▶ _DOCUMENT SECTION_
--
If you woke up tomorrow to a world powered by 100-percent clean energy, the impacts of our industrial system on the environment would still be unsustainable. This is how Hans Bruyninckx, a former executive director of the European Environment Agency, frames sustainability within a materials and resources perspective. A member of the United Nations Environment Programme’s International Resource Panel, Bruyninckx was a keynote speaker at the 2024 REMADE Circular Economy Conference and Tech Summit in Washington, D.C., on April 10–11, 2024.
Transforming how we use and consume materials alongside decarbonization is at the heart of efforts to build a circular economy. Dame Ellen MacArthur stressed this point in her opening address to the conference, the second such event organized by the REMADE Institute (REMADE) in partnership with the nonprofit she founded, the Ellen MacArthur Foundation.
--
▶ _INFORMATION GIVEN_
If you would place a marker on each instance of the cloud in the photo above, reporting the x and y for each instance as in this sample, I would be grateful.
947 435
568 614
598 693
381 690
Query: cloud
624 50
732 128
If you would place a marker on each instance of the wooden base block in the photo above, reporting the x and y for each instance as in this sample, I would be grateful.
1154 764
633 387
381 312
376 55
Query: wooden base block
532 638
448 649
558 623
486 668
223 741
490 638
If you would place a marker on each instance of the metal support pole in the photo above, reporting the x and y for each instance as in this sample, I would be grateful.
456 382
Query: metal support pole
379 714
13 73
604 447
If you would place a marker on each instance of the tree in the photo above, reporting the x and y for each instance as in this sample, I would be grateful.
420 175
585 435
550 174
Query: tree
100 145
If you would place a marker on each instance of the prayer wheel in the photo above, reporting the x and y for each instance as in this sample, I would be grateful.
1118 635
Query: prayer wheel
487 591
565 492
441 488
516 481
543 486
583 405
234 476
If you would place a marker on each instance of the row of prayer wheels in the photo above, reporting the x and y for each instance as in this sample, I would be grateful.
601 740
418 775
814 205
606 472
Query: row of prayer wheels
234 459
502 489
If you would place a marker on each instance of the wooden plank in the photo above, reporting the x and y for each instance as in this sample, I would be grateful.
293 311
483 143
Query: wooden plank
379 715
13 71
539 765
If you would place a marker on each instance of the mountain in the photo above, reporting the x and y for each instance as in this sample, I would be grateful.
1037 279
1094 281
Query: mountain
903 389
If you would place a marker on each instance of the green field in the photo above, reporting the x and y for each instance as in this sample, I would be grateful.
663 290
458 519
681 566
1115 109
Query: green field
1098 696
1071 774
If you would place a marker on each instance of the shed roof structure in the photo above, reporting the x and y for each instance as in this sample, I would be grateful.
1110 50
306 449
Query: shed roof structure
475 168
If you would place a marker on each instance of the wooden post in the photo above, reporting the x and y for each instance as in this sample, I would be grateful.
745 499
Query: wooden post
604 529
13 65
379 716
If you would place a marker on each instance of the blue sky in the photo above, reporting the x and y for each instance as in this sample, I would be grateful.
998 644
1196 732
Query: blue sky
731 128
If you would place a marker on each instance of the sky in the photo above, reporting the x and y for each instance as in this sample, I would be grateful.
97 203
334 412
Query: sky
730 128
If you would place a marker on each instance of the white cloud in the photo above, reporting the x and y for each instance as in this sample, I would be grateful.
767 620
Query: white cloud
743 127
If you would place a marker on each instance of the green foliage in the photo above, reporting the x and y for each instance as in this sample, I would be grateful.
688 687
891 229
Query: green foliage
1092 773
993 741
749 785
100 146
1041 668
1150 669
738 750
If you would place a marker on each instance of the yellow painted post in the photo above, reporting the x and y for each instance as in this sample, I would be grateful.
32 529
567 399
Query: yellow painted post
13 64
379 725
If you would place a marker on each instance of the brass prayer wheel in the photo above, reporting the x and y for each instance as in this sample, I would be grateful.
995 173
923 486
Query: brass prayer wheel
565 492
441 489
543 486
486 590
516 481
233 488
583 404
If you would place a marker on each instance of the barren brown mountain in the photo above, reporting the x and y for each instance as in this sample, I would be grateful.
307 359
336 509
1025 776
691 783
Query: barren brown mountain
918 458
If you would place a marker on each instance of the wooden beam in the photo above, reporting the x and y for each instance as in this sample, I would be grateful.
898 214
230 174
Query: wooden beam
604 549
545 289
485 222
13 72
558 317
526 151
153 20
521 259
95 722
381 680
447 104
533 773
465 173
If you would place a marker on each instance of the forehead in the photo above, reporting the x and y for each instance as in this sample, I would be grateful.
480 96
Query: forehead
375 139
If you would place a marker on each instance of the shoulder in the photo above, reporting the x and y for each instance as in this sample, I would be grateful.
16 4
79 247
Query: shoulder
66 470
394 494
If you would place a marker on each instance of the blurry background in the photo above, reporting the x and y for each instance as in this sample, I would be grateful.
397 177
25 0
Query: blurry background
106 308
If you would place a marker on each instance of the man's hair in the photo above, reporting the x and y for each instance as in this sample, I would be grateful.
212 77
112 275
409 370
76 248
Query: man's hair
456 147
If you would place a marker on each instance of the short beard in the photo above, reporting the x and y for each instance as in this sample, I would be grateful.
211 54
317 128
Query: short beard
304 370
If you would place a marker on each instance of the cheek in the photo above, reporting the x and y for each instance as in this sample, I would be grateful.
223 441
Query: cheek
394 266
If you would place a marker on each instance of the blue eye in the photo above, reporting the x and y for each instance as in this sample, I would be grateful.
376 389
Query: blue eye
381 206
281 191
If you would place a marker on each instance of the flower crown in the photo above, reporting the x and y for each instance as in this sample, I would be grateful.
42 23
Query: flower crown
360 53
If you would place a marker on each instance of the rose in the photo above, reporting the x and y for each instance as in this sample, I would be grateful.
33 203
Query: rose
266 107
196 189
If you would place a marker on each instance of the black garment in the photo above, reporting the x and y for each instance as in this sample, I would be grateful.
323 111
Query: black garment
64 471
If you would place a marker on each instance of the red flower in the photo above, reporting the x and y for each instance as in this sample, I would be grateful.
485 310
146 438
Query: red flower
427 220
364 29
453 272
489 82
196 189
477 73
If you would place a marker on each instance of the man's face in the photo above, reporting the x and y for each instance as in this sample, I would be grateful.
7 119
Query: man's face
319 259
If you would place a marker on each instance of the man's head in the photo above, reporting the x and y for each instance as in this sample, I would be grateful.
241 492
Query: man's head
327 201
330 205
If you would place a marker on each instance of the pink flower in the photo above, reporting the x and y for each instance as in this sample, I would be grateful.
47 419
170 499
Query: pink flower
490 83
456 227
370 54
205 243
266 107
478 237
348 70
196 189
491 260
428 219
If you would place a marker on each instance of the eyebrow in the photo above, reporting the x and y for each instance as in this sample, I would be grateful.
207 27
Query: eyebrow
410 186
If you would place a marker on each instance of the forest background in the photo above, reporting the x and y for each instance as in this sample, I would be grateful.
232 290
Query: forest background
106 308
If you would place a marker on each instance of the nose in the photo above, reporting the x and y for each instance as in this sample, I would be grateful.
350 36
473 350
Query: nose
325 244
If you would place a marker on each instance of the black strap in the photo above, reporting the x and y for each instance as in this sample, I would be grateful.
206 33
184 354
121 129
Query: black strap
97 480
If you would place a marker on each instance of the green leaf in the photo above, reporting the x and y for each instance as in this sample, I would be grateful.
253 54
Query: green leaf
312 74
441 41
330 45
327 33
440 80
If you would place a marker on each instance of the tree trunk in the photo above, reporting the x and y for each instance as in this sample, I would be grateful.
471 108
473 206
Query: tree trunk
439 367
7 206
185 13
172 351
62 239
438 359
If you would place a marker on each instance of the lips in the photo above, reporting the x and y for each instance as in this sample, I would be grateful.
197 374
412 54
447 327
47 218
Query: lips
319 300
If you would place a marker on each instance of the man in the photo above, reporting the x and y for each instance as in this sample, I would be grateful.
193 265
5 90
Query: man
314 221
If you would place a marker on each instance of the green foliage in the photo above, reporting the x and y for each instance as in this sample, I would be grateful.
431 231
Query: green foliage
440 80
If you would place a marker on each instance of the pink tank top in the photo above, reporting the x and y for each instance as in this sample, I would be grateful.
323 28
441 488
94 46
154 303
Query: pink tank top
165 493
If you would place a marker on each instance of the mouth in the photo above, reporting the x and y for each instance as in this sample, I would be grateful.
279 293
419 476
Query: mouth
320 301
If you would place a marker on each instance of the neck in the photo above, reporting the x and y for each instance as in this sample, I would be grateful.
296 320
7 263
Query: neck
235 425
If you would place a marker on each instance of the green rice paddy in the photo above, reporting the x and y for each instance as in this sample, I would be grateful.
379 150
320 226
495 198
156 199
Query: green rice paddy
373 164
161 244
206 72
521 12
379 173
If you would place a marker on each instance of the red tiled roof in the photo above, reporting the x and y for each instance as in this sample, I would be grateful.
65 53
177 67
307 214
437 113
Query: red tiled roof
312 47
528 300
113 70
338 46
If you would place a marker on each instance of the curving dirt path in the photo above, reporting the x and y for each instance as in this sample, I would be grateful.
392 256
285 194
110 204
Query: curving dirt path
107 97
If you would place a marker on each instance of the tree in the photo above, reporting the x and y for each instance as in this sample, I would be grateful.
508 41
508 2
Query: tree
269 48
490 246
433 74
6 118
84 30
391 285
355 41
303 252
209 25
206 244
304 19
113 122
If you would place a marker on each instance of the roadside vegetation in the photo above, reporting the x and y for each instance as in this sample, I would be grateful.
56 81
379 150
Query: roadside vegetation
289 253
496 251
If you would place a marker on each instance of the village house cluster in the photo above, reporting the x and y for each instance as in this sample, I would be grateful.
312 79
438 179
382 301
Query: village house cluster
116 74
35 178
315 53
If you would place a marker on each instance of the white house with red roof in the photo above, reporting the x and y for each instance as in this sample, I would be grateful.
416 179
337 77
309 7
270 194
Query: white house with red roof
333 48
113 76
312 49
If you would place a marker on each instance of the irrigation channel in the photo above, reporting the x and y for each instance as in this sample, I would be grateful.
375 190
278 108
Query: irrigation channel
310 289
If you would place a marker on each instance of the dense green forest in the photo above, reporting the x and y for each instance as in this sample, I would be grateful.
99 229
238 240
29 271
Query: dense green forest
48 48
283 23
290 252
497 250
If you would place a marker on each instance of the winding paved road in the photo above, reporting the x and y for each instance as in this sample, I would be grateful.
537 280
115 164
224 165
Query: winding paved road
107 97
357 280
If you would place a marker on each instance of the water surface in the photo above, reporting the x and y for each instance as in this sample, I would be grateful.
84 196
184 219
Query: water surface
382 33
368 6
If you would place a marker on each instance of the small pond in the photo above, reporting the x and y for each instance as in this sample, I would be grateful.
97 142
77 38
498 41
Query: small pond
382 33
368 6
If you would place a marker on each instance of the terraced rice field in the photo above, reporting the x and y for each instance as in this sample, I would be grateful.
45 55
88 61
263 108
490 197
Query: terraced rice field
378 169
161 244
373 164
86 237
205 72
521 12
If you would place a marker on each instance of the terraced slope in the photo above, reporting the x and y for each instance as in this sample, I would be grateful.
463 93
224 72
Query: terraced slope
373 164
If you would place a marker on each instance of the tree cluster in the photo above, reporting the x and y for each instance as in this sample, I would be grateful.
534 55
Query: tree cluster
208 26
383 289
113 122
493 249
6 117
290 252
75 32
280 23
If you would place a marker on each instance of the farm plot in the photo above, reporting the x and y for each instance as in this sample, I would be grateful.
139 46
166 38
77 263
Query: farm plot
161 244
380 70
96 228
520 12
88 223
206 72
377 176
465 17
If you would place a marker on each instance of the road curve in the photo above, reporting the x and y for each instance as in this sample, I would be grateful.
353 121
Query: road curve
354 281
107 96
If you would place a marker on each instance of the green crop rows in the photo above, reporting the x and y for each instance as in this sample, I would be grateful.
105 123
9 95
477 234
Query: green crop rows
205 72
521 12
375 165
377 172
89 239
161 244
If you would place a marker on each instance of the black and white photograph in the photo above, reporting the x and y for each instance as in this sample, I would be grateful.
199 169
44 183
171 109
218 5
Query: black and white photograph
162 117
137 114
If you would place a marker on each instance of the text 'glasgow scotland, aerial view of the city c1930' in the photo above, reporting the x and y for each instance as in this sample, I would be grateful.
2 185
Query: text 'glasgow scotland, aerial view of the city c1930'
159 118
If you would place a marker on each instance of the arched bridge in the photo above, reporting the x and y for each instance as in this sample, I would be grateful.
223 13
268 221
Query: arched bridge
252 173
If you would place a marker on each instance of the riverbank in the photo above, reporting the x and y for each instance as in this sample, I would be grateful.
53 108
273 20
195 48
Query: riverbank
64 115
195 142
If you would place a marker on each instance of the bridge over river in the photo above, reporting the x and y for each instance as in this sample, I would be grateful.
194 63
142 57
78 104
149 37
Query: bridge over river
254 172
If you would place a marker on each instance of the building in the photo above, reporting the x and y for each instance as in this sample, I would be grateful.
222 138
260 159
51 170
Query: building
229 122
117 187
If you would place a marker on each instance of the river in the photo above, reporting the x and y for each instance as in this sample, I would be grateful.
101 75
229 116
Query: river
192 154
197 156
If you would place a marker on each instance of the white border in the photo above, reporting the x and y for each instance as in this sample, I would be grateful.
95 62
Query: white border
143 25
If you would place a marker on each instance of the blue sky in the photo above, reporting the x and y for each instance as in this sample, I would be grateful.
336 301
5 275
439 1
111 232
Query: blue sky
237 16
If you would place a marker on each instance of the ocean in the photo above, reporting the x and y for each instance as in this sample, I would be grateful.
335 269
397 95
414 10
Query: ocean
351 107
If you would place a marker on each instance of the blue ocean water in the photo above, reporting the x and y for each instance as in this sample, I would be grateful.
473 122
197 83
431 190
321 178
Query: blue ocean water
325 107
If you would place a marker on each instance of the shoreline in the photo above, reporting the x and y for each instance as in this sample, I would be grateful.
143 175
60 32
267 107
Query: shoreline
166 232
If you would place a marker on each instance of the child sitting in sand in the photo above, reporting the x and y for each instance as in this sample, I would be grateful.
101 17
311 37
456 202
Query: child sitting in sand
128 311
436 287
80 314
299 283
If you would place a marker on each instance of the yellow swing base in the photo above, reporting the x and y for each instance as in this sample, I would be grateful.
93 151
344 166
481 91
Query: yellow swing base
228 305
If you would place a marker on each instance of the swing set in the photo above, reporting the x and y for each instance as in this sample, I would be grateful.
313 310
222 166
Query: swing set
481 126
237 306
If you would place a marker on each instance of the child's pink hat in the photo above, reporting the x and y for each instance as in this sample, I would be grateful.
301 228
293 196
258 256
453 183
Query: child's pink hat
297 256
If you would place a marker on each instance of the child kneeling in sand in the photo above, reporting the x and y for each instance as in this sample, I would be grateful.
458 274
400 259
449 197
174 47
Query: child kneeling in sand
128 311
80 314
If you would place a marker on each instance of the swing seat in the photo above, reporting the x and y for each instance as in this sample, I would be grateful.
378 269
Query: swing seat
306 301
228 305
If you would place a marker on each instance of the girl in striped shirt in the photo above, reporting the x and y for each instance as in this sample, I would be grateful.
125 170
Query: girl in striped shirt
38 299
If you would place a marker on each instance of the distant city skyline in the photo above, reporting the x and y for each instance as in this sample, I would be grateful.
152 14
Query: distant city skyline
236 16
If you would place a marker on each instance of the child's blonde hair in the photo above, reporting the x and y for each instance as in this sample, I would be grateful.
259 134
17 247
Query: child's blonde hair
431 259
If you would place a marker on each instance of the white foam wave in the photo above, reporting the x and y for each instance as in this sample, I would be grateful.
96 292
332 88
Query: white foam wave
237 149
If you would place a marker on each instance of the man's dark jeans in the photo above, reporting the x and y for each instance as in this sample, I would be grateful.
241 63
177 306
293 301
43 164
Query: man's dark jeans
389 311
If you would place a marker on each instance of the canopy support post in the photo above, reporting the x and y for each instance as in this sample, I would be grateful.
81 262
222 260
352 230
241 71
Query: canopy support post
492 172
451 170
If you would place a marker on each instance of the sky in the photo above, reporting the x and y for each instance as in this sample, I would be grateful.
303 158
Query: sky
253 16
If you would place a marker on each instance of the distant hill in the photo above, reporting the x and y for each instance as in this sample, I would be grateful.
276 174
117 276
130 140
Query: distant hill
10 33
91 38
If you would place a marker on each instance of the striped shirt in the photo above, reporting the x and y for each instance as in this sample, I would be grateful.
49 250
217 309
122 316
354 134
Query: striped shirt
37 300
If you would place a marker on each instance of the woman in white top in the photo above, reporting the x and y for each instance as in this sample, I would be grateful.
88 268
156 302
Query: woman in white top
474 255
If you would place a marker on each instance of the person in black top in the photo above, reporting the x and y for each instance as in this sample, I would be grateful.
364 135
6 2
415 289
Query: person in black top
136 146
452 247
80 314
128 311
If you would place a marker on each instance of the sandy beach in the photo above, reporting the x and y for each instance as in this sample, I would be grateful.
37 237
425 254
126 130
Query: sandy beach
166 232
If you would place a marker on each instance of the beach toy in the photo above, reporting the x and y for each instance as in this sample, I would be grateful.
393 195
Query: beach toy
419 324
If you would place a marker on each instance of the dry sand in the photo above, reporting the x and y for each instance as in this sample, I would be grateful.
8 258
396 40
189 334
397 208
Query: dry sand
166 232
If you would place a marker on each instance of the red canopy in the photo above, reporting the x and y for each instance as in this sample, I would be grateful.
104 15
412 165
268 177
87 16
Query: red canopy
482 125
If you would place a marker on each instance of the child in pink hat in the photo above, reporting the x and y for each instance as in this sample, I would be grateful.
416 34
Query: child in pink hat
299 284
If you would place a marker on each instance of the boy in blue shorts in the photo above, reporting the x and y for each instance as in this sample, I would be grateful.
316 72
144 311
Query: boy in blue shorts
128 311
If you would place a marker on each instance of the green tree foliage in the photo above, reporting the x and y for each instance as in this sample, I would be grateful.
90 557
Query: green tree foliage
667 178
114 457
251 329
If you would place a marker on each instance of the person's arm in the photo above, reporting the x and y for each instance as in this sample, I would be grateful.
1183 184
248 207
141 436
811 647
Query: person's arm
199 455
--
▶ _TASK LIST_
#1 Retype the circular economy conference passage exactly, starting at "Transforming how we" and ending at "Ellen MacArthur Foundation.".
#2 Extend the passage on the circular economy conference by writing what follows its final sentence.

▶ _PER-TASK OUTPUTS_
#1
Transforming how we use and consume materials alongside decarbonization is at the heart of efforts to build a circular economy. Dame Ellen MacArthur stressed this point in her opening address to the conference, the second such event organized by the REMADE Institute (REMADE) in partnership with the nonprofit she founded, the Ellen MacArthur Foundation.

#2
"'Waste' is not a word in our vocabulary at REMADE—we believe all material has the potential for new uses,” stressed REMADE Institute CEO Nabil Nasr during his address. Nasr also the associate provost for academic affairs and director of RIT’s Golisano Institute for Sustainability.
Ten keynotes and plenaries set the backdrop for nearly 60 academic research presentations. Each peer-reviewed paper featured research from academic institutions such as Massachusetts Institute of Technology (MIT), Yale University, Georgia Institute of Technology (Georgia Tech), and Rochester Institute of Technology (RIT), as well as manufacturers including Caterpillar Inc., Dow Chemical Co., and Michelin, and national laboratories like Idaho National Laboratory and the National Renewable Energy Laboratory.
REMADE was launched in 2017 and is funded in part by the U.S. Department of Energy (DOE) to enable research and development that spans the private-public divide. Every R&D (research and development) project that REMADE funds is a cross-sector partnership representing the consortium’s more than 165 members across industry, academia, trade organizations, and government-funded national labs.
The diversity of the speakers, presenters, and attendees at the conference speaks to REMADE’s collaborative model, representing in equal parts academic researchers and U.S.-based corporations working at the global level, with a mix of government policymakers as well. Though covering a wide scope of materials and industrial sectors, every R&D project shares a common concern with finding real, practical pathways for enabling circularity.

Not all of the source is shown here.